(WHAT YOU SHOULD DO):
Start at the line containing "Could you point out the lamp" and transcribe every line exactly through the end of the records below, and only those lines.

(SUPPLIED MATERIAL):
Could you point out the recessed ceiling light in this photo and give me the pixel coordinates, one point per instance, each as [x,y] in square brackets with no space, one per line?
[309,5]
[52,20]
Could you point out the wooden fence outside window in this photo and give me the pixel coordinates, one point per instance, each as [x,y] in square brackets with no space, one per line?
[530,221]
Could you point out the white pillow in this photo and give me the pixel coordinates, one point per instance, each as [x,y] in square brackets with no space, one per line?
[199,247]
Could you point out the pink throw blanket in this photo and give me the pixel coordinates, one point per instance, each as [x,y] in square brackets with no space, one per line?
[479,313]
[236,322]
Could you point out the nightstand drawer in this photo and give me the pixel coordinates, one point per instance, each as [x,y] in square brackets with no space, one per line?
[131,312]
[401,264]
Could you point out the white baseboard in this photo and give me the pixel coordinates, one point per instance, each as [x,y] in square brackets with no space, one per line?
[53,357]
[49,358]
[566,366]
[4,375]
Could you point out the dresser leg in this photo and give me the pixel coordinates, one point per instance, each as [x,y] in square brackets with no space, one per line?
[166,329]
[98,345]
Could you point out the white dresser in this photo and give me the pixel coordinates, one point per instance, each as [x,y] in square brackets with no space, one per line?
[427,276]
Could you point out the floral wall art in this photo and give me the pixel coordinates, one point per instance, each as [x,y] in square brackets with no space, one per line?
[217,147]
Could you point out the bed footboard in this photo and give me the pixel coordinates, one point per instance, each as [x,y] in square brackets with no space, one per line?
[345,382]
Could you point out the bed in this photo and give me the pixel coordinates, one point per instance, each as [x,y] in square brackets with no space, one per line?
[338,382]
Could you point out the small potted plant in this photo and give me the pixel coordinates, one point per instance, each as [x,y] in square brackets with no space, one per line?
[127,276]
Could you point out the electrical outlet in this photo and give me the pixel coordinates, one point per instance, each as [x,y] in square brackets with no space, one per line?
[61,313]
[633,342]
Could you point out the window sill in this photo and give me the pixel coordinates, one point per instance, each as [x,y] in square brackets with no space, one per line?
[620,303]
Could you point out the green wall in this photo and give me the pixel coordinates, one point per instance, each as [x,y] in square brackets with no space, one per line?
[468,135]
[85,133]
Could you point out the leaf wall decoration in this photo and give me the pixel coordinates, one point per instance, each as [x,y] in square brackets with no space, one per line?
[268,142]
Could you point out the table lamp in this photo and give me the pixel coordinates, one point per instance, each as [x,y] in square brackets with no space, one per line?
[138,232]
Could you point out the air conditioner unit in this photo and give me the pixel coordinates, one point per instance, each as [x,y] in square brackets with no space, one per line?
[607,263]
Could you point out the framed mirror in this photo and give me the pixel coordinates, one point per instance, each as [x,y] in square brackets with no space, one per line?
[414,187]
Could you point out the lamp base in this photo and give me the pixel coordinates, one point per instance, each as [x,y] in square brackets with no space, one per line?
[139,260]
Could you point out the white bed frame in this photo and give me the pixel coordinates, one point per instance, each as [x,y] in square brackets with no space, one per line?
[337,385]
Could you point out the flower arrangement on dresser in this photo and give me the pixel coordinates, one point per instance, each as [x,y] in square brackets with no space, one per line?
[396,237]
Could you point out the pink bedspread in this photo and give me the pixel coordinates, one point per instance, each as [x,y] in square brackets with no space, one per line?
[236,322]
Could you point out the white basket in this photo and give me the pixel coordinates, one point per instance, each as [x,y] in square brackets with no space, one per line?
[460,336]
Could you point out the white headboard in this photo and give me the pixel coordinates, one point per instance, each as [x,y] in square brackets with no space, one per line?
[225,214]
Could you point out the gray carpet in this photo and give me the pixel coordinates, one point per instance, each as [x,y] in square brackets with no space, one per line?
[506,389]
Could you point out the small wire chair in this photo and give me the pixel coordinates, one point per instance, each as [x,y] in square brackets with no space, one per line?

(REPLY TO THE EXERCISE):
Could you point out the lamp base in this photo and give me the pixel coordinates, one point per instance, each as [x,y] in square brackets with no space, one per line?
[139,260]
Could you point out the white bed frame in this photo and give me the pixel coordinates, one point per instance, each as [x,y] in square brackets with no space, one per line?
[337,385]
Could you point out the flower arrangement on dresser in this photo and give me the pixel coordinates, one point per instance, each as [x,y] in square brackets with no space, one per line?
[396,237]
Could you point out the pink bedspread in this photo and give me the pixel coordinates, one point per instance, each as [x,y] in square brackets with no space, one per line?
[236,322]
Could you point out the white basket in this photo and give me the pixel coordinates, one point per instance, each as [x,y] in square brackets with no space, one per line?
[460,336]
Could you point out the white headboard in this photo and give me the pixel coordinates, one point per instance, each as [x,y] in square brackets with no space, one per line?
[225,214]
Could you point out the gray carpet in this photo and give me the pixel coordinates, one point per instance, each as [x,y] in square brackets with no space, one per line?
[506,389]
Could you point out the small wire chair in this photo and give me the pixel coordinates, one point per instance, each as [x,y] in square brackets with no space, one per line?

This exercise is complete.